HENRI MALER: Critique des médias

Henri Maler, maître de conférence à Paris 8,
est l’un des fondateurs et animateurs d’Action Critique Médias (Acrimed) – un observatoire des médias fondé à la suite des grands mouvements sociaux de 1995, connu pour son site internet: www.acrimed.org

Henri Maler avec, au second plan, le sociologue
Patrick Champagne lors d’une réunion de travail d’Acrimed. (photo: privé)

woxx: M. Maler, pourquoi Acrimed a-t-elle été fondée?

Henri Maler: Acrimed est une association qui est née dans la foulée du mouvement social de novembre – décembre 1995. Plus exactement de l’appel à la solidarité avec les grévistes associé au nom de Pierre Bourdieu. Au cours de cette mobilisation il est apparu que la façon dont les grands médias traitaient ce mouvement était unilatérale et méprisante pour les grévistes.

Qu’entendez-vous par unilatérale et méprisante?

Les grands médias de masse privaient de parole les grévistes, même quand ils affectaient de la leur donner.

Mais comment peut-on faire taire quelqu’un, quand il s’exprime dans les médias?

_CONSIGNE A_
Les affirmations suivantes sont-elles conformes à l'entretien avec Henri Maler ci-dessus ? Répondez par oui ou non à chacune, en citant à l'identique les mots du texte qui tranchent : (i) Acrimed est née après le mouvement social de 1995 ; (ii) d'après Henri Maler, les grands médias donnaient réellement la parole aux grévistes ; (iii) Patrick Champagne est présenté comme sociologue.
_CONSIGNE B_
Poursuivez l'entretien avec Henri Maler sur la critique des médias à partir de l'endroit où il s'interrompt.

_JEU DE DONNÉES_
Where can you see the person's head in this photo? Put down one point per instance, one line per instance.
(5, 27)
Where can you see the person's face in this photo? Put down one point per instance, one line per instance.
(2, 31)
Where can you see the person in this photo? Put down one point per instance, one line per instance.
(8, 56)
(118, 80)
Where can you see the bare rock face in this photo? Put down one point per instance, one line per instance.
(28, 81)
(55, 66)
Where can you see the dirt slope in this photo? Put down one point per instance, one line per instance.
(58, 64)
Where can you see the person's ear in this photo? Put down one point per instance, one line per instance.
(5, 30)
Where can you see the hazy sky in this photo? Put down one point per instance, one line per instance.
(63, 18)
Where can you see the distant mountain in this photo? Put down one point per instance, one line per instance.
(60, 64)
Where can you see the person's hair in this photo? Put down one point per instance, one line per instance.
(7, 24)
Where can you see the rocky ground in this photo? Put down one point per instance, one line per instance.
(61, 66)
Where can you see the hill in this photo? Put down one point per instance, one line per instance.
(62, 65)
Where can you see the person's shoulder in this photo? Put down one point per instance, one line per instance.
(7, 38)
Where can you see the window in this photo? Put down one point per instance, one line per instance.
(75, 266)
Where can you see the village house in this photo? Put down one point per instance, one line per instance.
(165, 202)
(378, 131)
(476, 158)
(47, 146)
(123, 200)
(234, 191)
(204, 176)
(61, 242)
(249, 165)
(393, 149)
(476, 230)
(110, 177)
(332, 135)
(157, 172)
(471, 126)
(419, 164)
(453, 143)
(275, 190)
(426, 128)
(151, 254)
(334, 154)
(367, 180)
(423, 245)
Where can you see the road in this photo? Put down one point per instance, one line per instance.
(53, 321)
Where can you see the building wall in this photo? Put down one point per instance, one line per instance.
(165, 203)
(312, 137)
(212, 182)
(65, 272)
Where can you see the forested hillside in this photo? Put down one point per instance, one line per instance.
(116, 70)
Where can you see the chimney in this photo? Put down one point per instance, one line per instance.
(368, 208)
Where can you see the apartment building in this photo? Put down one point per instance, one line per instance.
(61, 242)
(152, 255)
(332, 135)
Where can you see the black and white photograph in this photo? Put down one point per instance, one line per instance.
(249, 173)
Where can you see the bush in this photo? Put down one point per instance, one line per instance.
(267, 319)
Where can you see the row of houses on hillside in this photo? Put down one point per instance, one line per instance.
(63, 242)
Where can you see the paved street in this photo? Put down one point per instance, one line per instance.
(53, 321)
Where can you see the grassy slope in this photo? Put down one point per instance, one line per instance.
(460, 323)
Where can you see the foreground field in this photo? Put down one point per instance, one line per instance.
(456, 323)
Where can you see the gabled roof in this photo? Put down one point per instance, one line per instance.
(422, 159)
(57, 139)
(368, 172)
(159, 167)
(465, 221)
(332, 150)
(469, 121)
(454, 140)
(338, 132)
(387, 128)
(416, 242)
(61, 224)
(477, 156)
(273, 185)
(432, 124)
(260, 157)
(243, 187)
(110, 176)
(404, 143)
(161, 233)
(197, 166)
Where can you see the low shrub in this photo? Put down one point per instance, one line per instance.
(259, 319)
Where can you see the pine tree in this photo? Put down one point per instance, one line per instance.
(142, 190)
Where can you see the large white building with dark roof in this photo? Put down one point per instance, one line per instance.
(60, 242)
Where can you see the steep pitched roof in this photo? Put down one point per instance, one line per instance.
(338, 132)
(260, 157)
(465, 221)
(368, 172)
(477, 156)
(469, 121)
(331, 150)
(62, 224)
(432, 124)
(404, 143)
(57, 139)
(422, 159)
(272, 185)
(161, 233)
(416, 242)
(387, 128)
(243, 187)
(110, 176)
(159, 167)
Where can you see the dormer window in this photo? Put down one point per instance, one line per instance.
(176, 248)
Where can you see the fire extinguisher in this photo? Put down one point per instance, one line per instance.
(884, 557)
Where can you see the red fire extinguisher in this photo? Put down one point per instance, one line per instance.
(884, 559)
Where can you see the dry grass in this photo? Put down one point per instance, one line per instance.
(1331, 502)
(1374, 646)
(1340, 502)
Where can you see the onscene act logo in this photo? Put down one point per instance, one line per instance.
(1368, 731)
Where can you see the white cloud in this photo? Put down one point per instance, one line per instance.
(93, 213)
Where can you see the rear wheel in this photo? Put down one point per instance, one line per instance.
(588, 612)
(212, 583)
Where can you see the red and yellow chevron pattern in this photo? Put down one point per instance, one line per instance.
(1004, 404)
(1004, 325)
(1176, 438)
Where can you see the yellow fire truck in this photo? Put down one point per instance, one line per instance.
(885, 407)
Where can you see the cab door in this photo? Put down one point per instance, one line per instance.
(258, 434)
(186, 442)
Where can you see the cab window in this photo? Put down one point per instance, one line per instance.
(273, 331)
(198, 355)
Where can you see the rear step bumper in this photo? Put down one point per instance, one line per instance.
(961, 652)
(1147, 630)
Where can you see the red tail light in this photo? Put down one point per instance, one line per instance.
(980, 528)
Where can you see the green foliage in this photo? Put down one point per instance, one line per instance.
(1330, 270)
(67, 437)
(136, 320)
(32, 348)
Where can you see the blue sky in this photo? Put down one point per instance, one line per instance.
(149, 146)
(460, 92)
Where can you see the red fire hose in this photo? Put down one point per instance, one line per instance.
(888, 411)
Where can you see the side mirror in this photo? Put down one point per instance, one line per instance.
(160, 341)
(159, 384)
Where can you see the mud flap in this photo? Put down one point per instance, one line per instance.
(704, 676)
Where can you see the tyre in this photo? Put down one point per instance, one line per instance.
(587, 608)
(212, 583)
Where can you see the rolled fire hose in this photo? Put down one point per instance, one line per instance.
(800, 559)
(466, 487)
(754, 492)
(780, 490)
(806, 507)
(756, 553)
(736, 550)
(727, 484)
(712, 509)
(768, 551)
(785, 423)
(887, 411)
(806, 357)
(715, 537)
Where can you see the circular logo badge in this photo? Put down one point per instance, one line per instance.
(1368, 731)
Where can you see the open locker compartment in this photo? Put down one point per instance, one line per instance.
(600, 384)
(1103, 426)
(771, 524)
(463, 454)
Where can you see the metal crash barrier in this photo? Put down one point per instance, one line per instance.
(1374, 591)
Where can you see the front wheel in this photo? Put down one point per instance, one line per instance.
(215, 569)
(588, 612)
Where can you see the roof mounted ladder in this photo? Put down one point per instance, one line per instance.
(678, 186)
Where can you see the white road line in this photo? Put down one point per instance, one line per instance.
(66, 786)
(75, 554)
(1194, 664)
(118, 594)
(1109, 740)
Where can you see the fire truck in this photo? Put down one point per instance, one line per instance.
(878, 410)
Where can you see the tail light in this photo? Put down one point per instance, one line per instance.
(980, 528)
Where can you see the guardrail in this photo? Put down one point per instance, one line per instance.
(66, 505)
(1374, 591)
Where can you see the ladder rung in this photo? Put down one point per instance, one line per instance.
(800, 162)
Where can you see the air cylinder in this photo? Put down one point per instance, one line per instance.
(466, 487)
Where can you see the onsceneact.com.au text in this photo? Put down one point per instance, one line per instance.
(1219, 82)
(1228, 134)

_RÉPONSE A_
(i) Oui : « Acrimed est une association qui est née dans la foulée du mouvement social de novembre – décembre 1995 ».
(ii) Non : « Les grands médias de masse privaient de parole les grévistes, même quand ils affectaient de la leur donner ».
(iii) Oui : « le sociologue Patrick Champagne ».

_RÉPONSE B_
En lui donnant la parole dans des conditions telles que sa voix ne peut pas être entendue. En 95 par exemple, différents responsables politiques pouvaient s’exprimer sur le plateau, alors que le point de vue des grévistes était donné hors du plateau, dans des conditions d’expression extrêmement difficiles. Le déséquilibre était flagrant. Autre exemple plus anecdotique: lors de la dernière grève des éboueurs en 2003, pour la sécurité des retraites. Les médias ont réussi le tour de force de ne jamais demander leur avis aux éboueurs. Quand les enseignants font la grève, ils ont partiellement le droit de parler de ce que les médias appellent leur malaise«. Ils ont le droit d’exhiber leurs ¬symptômes«. Mais quand il s’agit des éboueurs évidemment, le mépris social est sans limites . Comme si quelqu’un qui ramasse des ordures ne pouvait pas s’exprimer sur ses conditions de travail ou son salaire.

Cela commence donc par un traitement médiatique inégal.

C’est une observation faite par Acrimed: l’absence de représentation de la diversité sociale, culturelle et politique dans les médias. Nous avons une grande pluralité dans les différents canaux audiovisuels qui propagent les nouvelles. Mais cette pluralité dissimule une grande homogénéisation des points de vue possibles.

Qui est responsable de cette appauvrissement de la diversité dans la réprésentation médiatique? La concentration économique croissante dans le secteur des médias, ou une réelle volonté politique à étouffer certaines voix?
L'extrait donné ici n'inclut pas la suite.